▶ [Text shown]
------------------------------------------------

So I went down there and told them everything. So basically I confessed, which is today, a modern form of extortion. You know, that's how most people go in and out of the criminal justice system — with those kinds of assurances that everything's going to be okay, and you're thinking that's the way it's going to be. So I'm telling what's going on and he's going to let me just go home. But that's not the way it turns out. And, so, after that I was given ten years probation. After getting ten years probation I came back to Dallas, starting working more with — as a waiter in different restaurants. Drug use continued. As the drug use continued, I moved into a state of just losing control. So I had transferred my probation to Dallas, and after being in Dallas probation kind of worked out. Winded up in jail for some reason, after I winded up in jail — can't remember the exact reason, but it was something drug related and after going to jail, that's when I was sent back to Marshall. Told to go through treatment at that time, you know, it was only trying to change my life more to please the probation officer, please the family, make everything great again. And after making everything great again, everything was going to be fine. And it didn't work out that way. So in 1996 I absconded from probation. Finally caught up to me I think in 1997 and that was the first time that I was sent into the prison system.
Being a first-time offender, they only kept me there for about eighteen months on a ten-year sentence. After eighteen months, I was released on parole and this would have been like August of 1998, and after August of 1998, I got out on parole. Probably lasted about five months, and violated parole. I violated parole with possession of a controlled substance and after violating parole with possession, I was sent to a state jail for about six months. And due to the fact I was on parole, four months or five months, the parole revoked my parole. And that's when I went into the prison system for the second time, on a parole violation. And that was year 2000. In year 2000 was when I was in the Gurney Unit for what was probably a year or so. After being there a year — it's just a transfer facility, so being a transfer facility it's not a permanent housing — that's when I was sent to the Allred Unit.

------------------------------------------------

▶ [Data supplied]
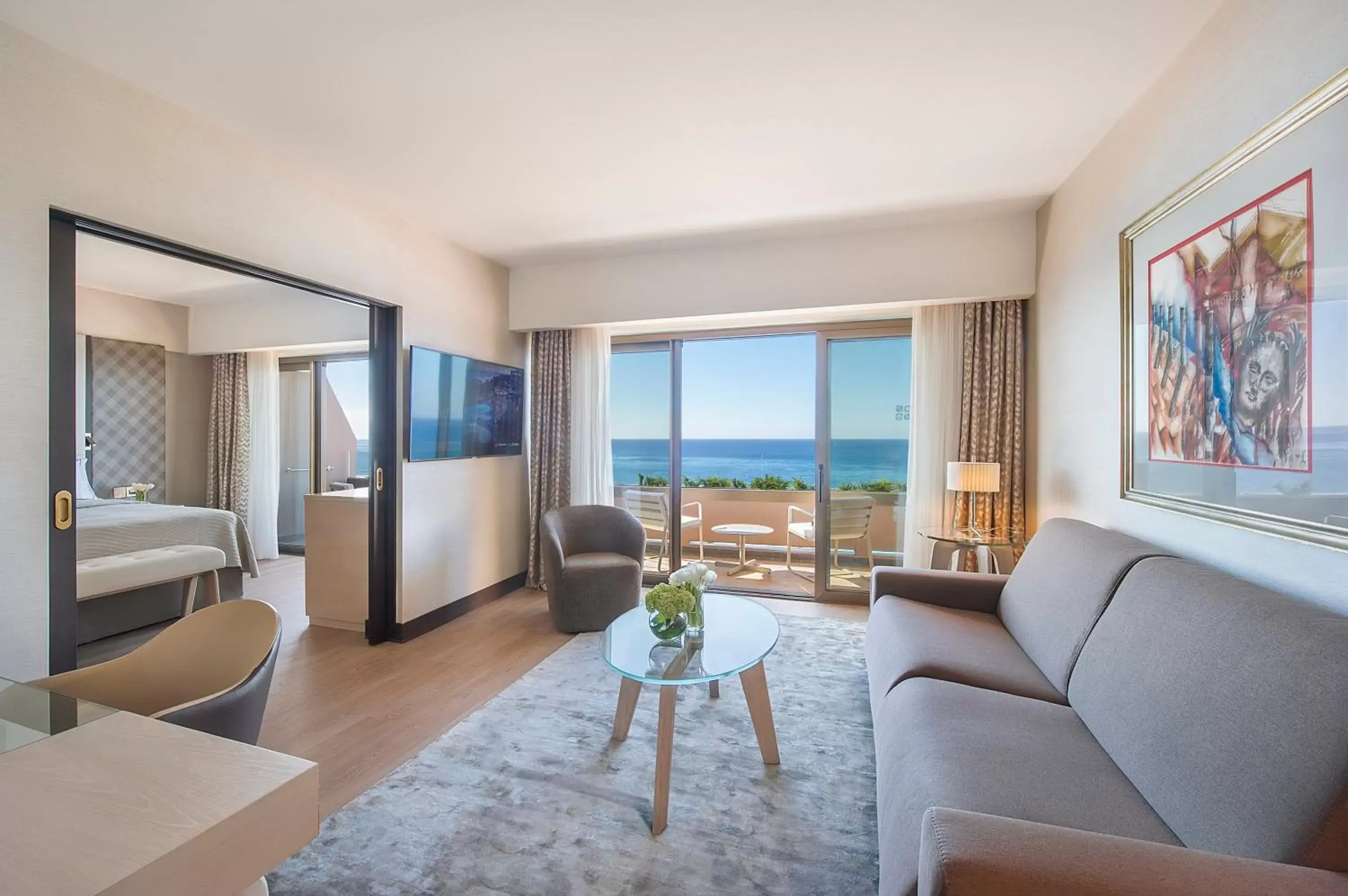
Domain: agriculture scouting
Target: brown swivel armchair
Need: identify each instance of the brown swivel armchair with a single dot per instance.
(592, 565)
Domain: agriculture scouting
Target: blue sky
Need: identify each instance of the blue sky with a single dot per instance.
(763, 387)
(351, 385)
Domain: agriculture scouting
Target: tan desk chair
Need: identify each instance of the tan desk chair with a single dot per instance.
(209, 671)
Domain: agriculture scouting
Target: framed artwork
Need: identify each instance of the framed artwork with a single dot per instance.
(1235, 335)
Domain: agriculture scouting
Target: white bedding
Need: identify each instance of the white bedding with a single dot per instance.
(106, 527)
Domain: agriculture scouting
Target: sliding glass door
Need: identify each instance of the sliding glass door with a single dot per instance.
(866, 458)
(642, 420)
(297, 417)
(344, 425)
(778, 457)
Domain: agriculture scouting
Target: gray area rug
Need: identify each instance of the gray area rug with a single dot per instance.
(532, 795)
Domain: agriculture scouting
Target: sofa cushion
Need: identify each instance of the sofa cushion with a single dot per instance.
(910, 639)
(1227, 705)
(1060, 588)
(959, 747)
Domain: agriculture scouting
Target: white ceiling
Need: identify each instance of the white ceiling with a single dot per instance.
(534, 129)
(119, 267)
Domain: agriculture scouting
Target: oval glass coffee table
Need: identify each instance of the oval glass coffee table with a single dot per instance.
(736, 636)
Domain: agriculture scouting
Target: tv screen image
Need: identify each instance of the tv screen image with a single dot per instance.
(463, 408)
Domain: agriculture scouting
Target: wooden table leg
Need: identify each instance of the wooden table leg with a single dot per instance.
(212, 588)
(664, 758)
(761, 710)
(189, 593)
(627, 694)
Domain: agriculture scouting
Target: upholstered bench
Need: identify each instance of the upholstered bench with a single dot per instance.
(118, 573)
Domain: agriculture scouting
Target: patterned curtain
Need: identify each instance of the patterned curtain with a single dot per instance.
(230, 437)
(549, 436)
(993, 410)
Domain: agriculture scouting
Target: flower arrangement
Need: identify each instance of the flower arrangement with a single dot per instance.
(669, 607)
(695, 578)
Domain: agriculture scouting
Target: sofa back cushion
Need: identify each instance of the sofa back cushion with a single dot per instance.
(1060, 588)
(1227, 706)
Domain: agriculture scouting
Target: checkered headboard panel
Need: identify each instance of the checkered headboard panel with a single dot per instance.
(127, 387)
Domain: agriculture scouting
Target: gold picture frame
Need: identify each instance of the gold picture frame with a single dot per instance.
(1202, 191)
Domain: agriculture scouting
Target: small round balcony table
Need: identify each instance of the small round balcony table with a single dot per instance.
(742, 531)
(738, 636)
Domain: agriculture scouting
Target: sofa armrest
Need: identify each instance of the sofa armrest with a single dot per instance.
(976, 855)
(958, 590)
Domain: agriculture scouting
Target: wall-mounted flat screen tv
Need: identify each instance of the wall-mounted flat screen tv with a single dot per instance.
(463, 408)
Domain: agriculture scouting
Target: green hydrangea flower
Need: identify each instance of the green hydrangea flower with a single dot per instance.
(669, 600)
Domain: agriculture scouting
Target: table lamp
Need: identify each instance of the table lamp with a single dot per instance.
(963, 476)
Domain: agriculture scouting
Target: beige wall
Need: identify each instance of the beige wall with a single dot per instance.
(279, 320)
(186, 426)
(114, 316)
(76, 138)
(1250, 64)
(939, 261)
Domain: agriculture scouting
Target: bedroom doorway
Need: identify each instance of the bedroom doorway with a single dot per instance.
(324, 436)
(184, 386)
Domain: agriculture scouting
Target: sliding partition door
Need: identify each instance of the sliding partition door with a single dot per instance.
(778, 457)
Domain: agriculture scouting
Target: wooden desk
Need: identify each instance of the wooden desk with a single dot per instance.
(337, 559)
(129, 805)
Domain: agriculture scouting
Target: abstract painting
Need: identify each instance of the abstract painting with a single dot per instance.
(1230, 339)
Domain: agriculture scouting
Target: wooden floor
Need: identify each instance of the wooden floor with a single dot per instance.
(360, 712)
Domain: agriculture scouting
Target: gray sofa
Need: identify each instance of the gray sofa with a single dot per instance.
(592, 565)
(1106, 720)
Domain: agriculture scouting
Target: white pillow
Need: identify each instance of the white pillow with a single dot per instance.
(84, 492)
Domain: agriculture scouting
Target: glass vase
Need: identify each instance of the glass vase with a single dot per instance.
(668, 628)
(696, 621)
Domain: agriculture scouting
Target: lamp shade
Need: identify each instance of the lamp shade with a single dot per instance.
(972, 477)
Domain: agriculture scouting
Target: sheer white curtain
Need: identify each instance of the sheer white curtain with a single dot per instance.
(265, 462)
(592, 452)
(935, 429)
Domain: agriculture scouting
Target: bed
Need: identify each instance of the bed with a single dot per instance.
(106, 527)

------------------------------------------------

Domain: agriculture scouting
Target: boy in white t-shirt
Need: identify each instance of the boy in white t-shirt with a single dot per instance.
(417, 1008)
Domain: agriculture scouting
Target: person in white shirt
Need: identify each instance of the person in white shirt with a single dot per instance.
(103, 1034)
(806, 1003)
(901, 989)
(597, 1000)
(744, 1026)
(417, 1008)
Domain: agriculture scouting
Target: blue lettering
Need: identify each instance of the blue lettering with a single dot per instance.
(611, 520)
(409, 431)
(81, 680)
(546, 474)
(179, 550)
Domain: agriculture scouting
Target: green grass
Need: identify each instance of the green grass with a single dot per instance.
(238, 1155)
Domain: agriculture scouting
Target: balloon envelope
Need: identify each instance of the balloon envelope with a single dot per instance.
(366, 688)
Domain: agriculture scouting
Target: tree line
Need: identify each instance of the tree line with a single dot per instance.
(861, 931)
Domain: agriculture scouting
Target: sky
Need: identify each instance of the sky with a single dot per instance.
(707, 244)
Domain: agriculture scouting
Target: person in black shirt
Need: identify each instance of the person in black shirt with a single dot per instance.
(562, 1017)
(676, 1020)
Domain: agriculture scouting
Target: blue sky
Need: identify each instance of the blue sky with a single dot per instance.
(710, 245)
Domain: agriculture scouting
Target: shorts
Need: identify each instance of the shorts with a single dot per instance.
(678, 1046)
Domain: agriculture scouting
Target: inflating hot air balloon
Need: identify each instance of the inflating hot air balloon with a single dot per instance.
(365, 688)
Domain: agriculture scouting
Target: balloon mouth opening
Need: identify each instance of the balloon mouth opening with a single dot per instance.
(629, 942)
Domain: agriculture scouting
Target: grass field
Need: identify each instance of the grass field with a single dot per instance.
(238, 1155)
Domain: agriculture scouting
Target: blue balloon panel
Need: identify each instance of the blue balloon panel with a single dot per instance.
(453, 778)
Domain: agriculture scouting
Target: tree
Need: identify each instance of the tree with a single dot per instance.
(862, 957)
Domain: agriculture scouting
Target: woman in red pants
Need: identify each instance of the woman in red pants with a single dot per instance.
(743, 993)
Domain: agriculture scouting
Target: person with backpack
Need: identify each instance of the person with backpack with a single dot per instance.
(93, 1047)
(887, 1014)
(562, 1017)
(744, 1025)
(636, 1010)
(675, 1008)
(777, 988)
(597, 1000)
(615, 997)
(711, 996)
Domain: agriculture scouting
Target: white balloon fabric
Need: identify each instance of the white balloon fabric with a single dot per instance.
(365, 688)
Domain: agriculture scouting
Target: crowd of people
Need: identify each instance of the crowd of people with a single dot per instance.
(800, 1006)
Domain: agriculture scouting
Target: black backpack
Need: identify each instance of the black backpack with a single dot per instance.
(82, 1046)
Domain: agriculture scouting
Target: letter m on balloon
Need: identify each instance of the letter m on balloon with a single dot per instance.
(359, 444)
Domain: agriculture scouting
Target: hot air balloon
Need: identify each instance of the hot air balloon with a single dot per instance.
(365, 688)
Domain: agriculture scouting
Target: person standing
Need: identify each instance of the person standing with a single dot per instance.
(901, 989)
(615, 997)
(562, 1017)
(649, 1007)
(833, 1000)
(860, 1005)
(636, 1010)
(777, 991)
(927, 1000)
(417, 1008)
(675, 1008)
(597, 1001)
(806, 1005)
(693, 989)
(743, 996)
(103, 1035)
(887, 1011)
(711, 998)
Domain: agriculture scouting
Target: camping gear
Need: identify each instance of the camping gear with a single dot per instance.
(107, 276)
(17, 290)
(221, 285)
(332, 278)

------------------------------------------------

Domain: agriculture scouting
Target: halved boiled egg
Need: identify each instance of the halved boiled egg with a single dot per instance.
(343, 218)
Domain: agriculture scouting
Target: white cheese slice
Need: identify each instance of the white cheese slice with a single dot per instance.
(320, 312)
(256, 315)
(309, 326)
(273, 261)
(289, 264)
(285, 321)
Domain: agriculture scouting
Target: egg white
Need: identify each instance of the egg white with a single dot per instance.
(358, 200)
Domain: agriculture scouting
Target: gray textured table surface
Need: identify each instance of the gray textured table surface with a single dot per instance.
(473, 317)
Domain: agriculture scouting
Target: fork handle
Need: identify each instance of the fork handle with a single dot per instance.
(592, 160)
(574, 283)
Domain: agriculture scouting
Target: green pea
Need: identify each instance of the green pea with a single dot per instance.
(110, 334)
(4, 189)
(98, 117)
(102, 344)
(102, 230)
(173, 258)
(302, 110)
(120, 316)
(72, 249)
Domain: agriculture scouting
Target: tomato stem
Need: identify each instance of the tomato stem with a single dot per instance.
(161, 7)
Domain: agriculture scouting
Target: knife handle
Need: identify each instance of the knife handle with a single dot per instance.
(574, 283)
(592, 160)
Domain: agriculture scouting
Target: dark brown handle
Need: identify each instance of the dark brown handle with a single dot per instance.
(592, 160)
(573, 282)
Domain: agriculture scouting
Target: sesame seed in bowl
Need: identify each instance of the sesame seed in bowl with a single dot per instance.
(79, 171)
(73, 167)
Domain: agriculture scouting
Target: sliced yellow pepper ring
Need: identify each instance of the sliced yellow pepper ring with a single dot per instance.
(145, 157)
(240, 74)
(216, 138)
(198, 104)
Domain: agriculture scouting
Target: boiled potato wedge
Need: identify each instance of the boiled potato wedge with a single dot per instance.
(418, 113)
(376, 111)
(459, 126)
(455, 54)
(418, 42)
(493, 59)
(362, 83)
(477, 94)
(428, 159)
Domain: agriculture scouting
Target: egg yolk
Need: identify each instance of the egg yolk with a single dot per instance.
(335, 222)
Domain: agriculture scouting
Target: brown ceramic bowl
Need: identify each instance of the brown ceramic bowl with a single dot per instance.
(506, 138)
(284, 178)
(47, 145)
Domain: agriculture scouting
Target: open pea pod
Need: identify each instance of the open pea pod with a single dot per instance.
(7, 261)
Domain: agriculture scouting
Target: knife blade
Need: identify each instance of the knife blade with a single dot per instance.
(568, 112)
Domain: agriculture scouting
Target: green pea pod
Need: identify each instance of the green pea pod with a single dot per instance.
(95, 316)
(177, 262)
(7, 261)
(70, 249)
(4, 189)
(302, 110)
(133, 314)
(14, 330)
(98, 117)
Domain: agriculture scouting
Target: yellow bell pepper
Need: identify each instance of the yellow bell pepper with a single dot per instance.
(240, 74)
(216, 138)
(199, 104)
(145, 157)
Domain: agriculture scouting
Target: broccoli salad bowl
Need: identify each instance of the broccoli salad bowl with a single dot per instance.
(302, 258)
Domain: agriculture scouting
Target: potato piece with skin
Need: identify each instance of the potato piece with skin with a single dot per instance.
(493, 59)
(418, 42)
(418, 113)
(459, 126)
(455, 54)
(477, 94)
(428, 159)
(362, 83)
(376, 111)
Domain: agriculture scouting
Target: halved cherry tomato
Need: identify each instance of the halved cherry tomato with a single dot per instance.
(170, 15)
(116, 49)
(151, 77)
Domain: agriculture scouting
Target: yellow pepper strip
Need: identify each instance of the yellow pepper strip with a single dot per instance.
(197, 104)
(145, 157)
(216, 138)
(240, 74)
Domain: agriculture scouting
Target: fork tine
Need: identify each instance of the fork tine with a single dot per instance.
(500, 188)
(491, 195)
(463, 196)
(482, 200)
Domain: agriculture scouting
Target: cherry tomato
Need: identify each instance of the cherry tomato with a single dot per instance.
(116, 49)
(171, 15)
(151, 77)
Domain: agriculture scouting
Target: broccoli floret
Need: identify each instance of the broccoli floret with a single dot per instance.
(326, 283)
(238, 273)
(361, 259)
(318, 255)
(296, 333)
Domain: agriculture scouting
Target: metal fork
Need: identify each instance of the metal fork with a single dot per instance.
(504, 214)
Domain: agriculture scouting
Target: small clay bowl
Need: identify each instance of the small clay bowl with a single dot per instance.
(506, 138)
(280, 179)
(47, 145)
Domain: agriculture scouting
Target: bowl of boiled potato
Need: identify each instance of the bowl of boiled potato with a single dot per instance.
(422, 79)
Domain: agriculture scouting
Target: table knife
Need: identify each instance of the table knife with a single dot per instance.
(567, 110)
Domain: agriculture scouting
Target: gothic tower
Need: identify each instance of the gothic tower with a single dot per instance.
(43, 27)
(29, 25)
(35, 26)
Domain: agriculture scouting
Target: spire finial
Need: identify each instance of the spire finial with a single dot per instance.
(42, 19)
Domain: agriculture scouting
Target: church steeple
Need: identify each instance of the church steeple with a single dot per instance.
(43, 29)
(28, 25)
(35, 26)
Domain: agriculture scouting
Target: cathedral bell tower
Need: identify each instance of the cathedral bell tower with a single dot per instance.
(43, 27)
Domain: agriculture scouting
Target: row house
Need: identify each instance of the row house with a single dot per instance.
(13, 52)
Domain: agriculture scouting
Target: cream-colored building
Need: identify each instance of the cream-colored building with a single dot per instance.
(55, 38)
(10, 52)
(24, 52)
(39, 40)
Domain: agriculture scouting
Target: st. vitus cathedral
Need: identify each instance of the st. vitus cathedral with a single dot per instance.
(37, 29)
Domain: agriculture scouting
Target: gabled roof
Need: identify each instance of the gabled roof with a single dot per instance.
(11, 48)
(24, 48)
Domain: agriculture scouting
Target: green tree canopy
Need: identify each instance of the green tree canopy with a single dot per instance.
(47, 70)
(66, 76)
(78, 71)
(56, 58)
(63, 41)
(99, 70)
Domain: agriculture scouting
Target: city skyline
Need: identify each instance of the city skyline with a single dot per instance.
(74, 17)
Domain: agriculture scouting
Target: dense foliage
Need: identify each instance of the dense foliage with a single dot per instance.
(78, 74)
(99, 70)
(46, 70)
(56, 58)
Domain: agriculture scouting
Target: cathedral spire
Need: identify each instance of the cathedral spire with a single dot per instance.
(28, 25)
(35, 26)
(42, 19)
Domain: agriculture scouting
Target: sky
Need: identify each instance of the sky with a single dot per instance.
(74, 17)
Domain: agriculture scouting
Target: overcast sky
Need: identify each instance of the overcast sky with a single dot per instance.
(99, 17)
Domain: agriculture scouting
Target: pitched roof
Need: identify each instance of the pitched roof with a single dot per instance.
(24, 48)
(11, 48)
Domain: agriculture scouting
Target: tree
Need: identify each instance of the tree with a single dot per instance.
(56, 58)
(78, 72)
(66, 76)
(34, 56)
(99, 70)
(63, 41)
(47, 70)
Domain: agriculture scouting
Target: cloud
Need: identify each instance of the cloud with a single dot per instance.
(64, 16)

------------------------------------------------

▶ [Task instructions]
a - Transcribe the account of probation, parole, and prison in full, word for word.
b - State only the number of lines in the entries that contain the string "arrangement", counting case-sensitively.

▶ [Results for the exercise]
a -
So I went down there and told them everything. So basically I confessed, which is today, a modern form of extortion. You know, that's how most people go in and out of the criminal justice system — with those kinds of assurances that everything's going to be okay, and you're thinking that's the way it's going to be. So I'm telling what's going on and he's going to let me just go home. But that's not the way it turns out. And, so, after that I was given ten years probation. After getting ten years probation I came back to Dallas, starting working more with — as a waiter in different restaurants. Drug use continued. As the drug use continued, I moved into a state of just losing control. So I had transferred my probation to Dallas, and after being in Dallas probation kind of worked out. Winded up in jail for some reason, after I winded up in jail — can't remember the exact reason, but it was something drug related and after going to jail, that's when I was sent back to Marshall. Told to go through treatment at that time, you know, it was only trying to change my life more to please the probation officer, please the family, make everything great again. And after making everything great again, everything was going to be fine. And it didn't work out that way. So in 1996 I absconded from probation. Finally caught up to me I think in 1997 and that was the first time that I was sent into the prison system.
Being a first-time offender, they only kept me there for about eighteen months on a ten-year sentence. After eighteen months, I was released on parole and this would have been like August of 1998, and after August of 1998, I got out on parole. Probably lasted about five months, and violated parole. I violated parole with possession of a controlled substance and after violating parole with possession, I was sent to a state jail for about six months. And due to the fact I was on parole, four months or five months, the parole revoked my parole. And that's when I went into the prison system for the second time, on a parole violation. And that was year 2000. In year 2000 was when I was in the Gurney Unit for what was probably a year or so. After being there a year — it's just a transfer facility, so being a transfer facility it's not a permanent housing — that's when I was sent to the Allred Unit.

b - 2